- [Text segment]

== Segment start ==

Asphalt Could Be Releasing More Emissions Than Cars

Image: Messal Ciula

In the heart of summer, hot asphalt in our cities radiates heat at night causing what’s known as the ubran heat island effect. But a new study published in the journal Science Advances that asphalt is releasing more than heat, it’s emitting harmful air pollutants, especially on hot and sunny days.

As the New Scientist: wrote, while pollution from vehicles is declining in many places–as gasoline and diesel vehicles are replaced with electric ones–pollution from asphalt could actually increase. That’s because climate change is causing higher temperatures, which will trigger more emissions from asphalt.

Why This Matters: In cities, pavement is used in large part for cars which take up way too much space. This space could instead be used for people as well as efforts to fight climate change. Extreme heat in cities is life-threatening and we know that planting trees and creating more green space is one of the simplest and most effective ways to fight heat (along with air pollution and climate change). And now that there’s evidence that asphalt emits toxins, it’s all the more reason to rethink our cities so that they work for people, instead of vehicles.

What’s more, is that planting more trees can help cool existing asphalt, helping to prevent it from releasing toxins.

The Social Justice Aspect: According to the CDC, heat-related deaths occurred most frequently in urban areas and the three states with the highest-burden, Arizona, Texas, and California accounted for 43% of all heat-related deaths. And as CNBC explained, in the U.S., where heat kills more people than any other weather event, Black and Latino people are more likely to reside in hot areas.

== Segment end ==

- [Task to complete]
Answer these questions from the asphalt article above.
(a) Why could pollution from asphalt increase, according to the article?
(b) What effect can planting more trees have on existing asphalt?
(c) Which three states, according to the CDC, accounted for 43% of all heat-related deaths?

- [Entries shown]
== Segment start ==

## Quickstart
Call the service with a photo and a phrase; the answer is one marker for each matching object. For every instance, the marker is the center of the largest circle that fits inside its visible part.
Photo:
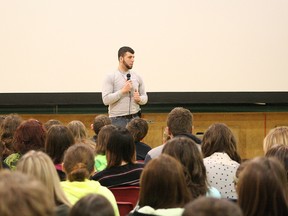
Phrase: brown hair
(262, 188)
(23, 195)
(103, 137)
(99, 122)
(92, 204)
(59, 139)
(78, 162)
(30, 135)
(138, 128)
(219, 138)
(207, 206)
(187, 153)
(51, 122)
(120, 147)
(180, 121)
(281, 153)
(8, 127)
(163, 185)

== Segment end ==

- [Exercise solution]
(a) Climate change is causing higher temperatures, which will trigger more emissions from asphalt.
(b) It can help cool the asphalt and help prevent it from releasing toxins.
(c) Arizona, Texas, and California.